Problem requirements: Extract every line in the rows below that contains the string "winter", keeping only matches in the same case.

Location identification entries:
[START]

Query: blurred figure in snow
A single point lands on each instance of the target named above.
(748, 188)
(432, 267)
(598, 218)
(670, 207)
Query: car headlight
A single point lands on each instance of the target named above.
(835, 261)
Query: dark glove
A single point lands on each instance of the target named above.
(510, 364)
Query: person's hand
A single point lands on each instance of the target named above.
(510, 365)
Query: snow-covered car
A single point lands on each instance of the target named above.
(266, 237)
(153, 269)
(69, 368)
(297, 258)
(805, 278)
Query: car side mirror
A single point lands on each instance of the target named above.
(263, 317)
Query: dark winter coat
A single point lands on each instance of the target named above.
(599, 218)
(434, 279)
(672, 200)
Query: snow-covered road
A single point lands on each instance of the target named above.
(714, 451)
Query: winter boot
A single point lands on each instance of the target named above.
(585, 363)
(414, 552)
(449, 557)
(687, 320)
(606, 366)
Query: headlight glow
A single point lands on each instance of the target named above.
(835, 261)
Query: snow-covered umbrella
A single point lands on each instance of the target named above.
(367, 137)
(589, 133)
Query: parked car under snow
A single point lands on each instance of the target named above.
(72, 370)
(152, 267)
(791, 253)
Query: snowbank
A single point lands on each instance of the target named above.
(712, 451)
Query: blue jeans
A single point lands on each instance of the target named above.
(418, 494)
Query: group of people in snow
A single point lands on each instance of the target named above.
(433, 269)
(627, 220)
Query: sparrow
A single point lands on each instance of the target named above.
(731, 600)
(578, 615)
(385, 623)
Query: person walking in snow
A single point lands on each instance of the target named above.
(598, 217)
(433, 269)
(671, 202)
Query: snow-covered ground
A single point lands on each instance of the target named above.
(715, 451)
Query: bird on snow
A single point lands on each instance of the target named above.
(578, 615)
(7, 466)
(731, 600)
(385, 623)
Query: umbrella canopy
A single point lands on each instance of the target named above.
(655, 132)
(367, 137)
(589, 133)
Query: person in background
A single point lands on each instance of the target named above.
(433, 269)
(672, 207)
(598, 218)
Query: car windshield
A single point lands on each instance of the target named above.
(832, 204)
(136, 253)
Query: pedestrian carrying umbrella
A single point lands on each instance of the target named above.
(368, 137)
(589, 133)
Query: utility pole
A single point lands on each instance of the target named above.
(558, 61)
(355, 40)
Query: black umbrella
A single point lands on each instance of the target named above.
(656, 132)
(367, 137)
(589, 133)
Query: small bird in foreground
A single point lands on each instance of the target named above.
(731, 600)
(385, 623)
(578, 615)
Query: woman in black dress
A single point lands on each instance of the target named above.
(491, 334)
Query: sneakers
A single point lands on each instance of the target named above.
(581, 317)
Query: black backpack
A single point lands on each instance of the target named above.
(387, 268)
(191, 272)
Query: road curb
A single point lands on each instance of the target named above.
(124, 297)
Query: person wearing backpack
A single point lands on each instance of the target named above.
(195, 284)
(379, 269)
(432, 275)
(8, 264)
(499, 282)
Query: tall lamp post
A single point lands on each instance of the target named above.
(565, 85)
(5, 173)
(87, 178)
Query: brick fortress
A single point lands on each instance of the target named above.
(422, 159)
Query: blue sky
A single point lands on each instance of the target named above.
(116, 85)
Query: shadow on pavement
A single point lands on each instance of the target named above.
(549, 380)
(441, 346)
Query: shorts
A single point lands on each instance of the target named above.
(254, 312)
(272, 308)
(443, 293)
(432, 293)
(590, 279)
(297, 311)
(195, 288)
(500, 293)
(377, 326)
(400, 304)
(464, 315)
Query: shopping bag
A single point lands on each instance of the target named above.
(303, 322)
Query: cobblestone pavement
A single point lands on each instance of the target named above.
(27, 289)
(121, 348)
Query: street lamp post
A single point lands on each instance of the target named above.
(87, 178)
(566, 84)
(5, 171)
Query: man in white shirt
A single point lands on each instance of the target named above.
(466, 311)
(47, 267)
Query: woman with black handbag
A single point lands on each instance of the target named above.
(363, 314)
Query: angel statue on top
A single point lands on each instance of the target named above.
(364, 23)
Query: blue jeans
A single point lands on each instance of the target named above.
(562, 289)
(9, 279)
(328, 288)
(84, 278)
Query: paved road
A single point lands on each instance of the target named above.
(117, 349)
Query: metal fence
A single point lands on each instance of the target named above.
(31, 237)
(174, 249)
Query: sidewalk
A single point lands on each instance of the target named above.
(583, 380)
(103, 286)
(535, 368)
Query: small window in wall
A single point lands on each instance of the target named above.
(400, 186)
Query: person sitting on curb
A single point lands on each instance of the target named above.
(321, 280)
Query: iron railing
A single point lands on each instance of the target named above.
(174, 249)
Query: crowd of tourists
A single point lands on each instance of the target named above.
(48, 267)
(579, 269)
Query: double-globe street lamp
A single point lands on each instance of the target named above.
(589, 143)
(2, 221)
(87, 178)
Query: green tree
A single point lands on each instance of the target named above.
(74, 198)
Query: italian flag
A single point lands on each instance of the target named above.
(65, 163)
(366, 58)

[END]
[START]

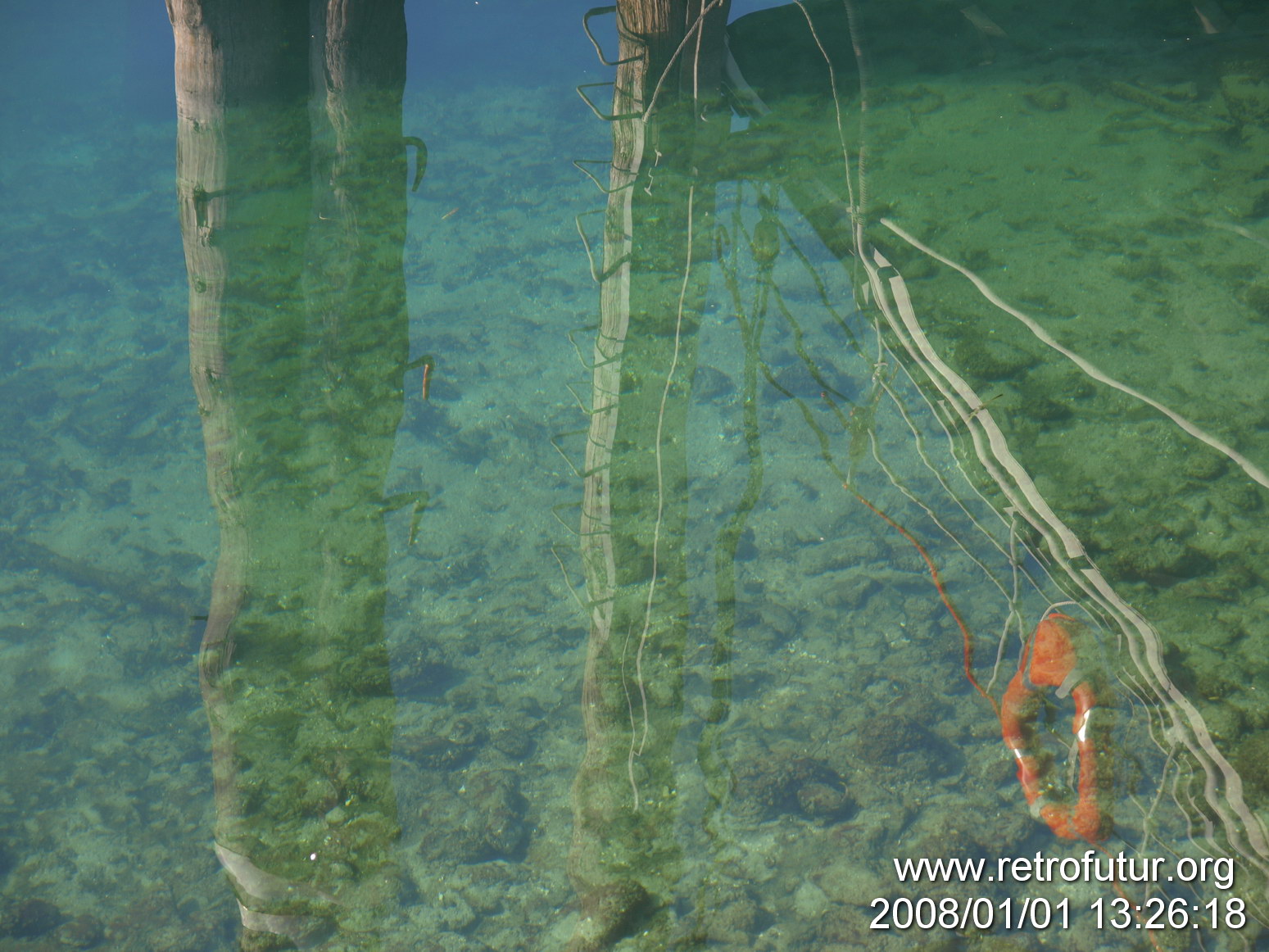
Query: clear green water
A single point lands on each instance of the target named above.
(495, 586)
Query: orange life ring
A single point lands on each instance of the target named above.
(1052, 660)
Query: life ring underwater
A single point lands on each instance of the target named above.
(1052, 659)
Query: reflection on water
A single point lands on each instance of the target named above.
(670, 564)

[END]

Answer to the task:
Query: dark winter coat
Query: winter boot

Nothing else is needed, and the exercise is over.